# Set of tasks
1) In the passage on the bipartisan infrastructure bill, by how much is the bill said to increase the federal deficit?
2) Extend the passage on the bipartisan infrastructure bill, picking up after its final sentence.

# Supplied text
+++
“This is not an infrastructure bill. It’s an infrastructure, Green New Deal and welfare bill. Only 23 percent of the new spending in the bill is for actual infrastructure,” he said in a statement.
He maintained the bill would increase taxes on Louisiana’s petroleum industry and would hike the federal deficit by $256 billion.
He also argued his state was being shortchanged.
“Louisiana will only receive $1.1 billion in new money over 10 years, or about $110 million a year. That is less than 10 percent of the $12 billion that Democratic Sen. [Chuck] Schumer will get for a single tunnel in New York.”
With $550 billion in new federal spending — the rest is earmarked to continue existing programs past their expiration date at the end of September — the $1 trillion bipartisan bill passed by the Senate 69-30 in August is huge even by congressional standards.
+++
# Dataset records
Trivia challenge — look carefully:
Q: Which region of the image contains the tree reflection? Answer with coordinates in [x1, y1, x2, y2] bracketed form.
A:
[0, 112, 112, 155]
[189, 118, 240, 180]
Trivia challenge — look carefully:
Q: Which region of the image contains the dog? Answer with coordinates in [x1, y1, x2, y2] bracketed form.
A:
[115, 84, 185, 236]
+++
# Written answers
1) $256 billion.

2)
It would grant $110 billion for roads, bridges and other surface transportation projects, $25 billion for airports, $66 billion for rail and $39 billion for public transit. It includes $65 billion for expanding high-speed internet access, and $50 billion for resilience efforts: hardening storm protection, fighting against climate change-induced weather damage and shoring up water storage facilities for the parched West. The resilience portion also includes funds that would beef up cybersecurity, mitigate coastal erosion and invest in weatherization.
A 2021 report by the American Society of Civil Engineers, which performs an annual survey of American roads, bridges and other transportation fixtures, gives the nation a C- grade on infrastructure overall—but that’s up from 2017’s D+. The group said the improvement is because of, among other factors, 37 states raising their gas tax to fund critical transportation investments since 2010, and 98% of local infrastructure ballot initiatives passing in November 2020.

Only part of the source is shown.